▶ [SET TASK]: Please render the records as a JSON list of strings, one string per line and no blank lines, covering only the stretch from the start of the records up to and including the line that contains "point(564, 375)". Leave the pictures out of your answer.

▶ [RECORD LIST]:
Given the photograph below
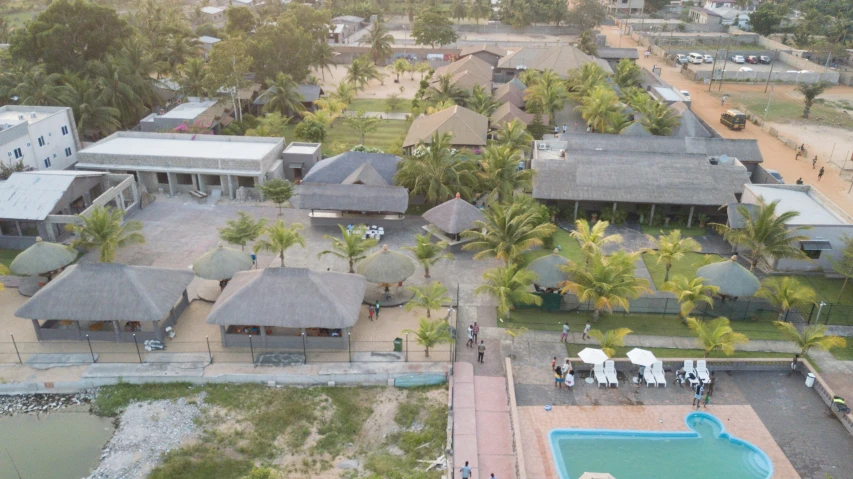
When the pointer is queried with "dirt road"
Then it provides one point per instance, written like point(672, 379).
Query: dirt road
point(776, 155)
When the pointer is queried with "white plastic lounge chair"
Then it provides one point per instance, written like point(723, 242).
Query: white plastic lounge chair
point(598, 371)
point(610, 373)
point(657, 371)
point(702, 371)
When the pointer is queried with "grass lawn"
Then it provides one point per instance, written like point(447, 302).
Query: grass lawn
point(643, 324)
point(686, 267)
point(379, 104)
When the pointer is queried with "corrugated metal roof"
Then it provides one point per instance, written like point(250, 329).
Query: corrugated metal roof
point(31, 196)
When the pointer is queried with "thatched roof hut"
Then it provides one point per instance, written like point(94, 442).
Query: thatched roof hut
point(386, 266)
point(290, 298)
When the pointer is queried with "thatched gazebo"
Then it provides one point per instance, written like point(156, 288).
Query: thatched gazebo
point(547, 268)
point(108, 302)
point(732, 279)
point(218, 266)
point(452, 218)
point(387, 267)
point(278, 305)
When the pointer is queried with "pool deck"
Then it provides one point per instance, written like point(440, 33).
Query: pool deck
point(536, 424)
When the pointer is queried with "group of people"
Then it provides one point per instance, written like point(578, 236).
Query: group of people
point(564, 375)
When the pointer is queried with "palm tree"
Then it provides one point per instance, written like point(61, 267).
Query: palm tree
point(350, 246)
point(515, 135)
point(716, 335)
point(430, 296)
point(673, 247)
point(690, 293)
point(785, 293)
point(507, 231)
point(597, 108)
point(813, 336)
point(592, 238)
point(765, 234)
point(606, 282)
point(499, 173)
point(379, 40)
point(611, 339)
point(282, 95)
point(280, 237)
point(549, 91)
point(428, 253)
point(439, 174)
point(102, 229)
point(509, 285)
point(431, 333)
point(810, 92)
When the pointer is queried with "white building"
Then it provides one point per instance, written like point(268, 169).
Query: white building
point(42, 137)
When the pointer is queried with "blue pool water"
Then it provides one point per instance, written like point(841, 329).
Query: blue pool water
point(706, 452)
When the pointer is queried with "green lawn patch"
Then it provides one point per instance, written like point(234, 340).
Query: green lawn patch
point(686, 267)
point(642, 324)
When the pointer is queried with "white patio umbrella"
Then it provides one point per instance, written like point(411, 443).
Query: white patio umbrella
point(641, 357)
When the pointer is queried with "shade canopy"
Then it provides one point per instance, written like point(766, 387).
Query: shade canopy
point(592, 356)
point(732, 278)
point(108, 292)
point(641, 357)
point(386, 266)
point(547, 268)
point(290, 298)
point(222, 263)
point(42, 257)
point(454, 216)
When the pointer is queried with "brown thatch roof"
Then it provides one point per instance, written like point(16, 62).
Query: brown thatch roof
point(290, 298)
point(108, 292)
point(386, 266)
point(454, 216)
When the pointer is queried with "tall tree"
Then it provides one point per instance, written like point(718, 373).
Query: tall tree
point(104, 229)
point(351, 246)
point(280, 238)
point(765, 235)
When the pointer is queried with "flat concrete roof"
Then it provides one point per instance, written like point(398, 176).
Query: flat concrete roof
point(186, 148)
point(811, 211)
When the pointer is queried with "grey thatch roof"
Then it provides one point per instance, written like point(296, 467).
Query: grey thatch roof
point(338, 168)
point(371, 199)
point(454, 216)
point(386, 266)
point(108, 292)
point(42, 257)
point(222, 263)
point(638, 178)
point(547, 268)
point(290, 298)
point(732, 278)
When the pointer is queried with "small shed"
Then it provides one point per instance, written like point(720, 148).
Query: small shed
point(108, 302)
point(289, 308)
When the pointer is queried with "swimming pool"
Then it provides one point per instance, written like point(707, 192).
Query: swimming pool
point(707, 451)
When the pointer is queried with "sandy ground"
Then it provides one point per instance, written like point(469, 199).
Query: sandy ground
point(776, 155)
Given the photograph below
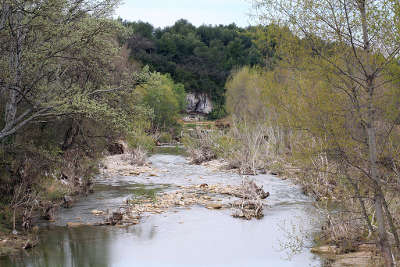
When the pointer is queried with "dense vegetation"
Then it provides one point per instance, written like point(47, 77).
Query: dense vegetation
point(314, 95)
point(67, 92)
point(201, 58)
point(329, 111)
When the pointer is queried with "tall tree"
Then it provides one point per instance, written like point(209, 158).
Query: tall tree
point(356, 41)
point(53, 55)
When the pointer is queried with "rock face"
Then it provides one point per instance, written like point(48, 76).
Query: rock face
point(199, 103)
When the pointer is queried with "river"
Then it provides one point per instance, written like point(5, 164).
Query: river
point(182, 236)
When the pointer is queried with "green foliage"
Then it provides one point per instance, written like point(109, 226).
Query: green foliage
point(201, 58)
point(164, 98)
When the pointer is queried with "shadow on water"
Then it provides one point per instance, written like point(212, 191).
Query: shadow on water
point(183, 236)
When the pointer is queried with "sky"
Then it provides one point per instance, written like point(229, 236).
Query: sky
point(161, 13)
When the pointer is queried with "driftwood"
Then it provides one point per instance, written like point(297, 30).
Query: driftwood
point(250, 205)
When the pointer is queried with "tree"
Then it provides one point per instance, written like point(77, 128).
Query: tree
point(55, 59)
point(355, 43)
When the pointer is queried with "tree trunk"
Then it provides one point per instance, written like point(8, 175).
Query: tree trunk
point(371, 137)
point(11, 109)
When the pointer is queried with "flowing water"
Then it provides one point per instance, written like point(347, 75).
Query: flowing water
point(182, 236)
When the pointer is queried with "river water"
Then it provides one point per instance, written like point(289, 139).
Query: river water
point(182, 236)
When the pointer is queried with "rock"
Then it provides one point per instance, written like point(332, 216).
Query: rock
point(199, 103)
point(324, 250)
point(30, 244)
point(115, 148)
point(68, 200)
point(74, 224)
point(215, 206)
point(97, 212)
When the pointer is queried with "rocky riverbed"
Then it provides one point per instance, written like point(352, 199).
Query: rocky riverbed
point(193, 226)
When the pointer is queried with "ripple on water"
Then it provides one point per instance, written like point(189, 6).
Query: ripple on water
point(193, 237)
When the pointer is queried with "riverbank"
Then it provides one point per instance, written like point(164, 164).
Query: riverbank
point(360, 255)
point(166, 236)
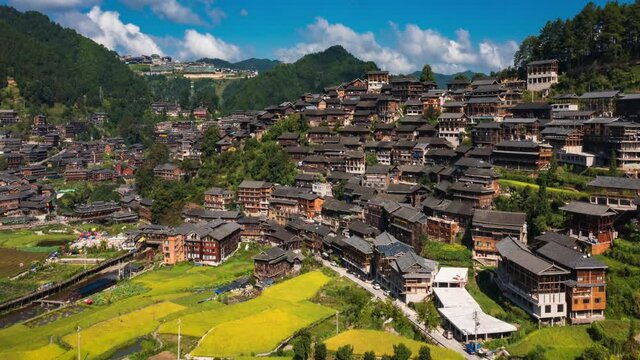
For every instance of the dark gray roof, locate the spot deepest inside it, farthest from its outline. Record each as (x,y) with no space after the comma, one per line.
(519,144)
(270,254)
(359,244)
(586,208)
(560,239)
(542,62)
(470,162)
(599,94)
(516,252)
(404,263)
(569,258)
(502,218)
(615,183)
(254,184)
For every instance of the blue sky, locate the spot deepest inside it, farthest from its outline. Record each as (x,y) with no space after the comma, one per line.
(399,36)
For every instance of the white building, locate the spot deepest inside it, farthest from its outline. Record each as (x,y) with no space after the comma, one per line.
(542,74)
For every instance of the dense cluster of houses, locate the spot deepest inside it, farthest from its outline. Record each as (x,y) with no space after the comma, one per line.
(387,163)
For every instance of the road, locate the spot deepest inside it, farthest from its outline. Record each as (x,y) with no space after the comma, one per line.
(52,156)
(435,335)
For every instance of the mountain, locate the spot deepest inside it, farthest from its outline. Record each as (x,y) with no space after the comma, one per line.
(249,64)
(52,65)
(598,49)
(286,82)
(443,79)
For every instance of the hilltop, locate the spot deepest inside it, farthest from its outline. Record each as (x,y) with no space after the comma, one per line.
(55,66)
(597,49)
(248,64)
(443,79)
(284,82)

▶ [RESPONSE TO THE EXERCISE]:
[
  "Given the photograph below",
  "When the pointer is queried with \"dirt road\"",
  "Then it provides one point per instance, written like point(672, 379).",
  "Query: dirt road",
  "point(776, 155)",
  "When the pointer is queried with \"white plastic lounge chair\"",
  "Then it provides one point per instance, written like point(723, 242).",
  "Query: white plastic lounge chair",
  "point(598, 371)",
  "point(610, 373)",
  "point(657, 371)",
  "point(702, 371)",
  "When the pointer is queried with \"grass lawn\"",
  "Then it provides one point per instance, written like point(447, 302).",
  "Query: grass lawn",
  "point(643, 324)",
  "point(686, 267)",
  "point(379, 104)",
  "When the pointer is queried with \"corrugated metal roof\"",
  "Then it provides one point per instance, written like point(250, 329).",
  "Query: corrugated metal roof",
  "point(31, 196)",
  "When the pointer is queried with \"thatched roof hut\"",
  "Then it provides one point per instance, written like point(94, 442).",
  "Query: thatched roof hut",
  "point(386, 266)",
  "point(290, 298)",
  "When the pointer is queried with \"thatched gazebo\"",
  "Then it provides one point per instance, written like point(156, 288).",
  "Query: thatched gazebo",
  "point(547, 268)",
  "point(108, 302)",
  "point(732, 279)",
  "point(218, 266)",
  "point(452, 218)",
  "point(387, 267)",
  "point(278, 305)",
  "When the pointer is queried with \"pool deck\"",
  "Then it provides one point per instance, written like point(440, 33).",
  "Query: pool deck",
  "point(536, 424)",
  "When the pointer is queried with \"group of people\"",
  "Then it provides one point per instance, written like point(578, 236).",
  "Query: group of people",
  "point(564, 375)"
]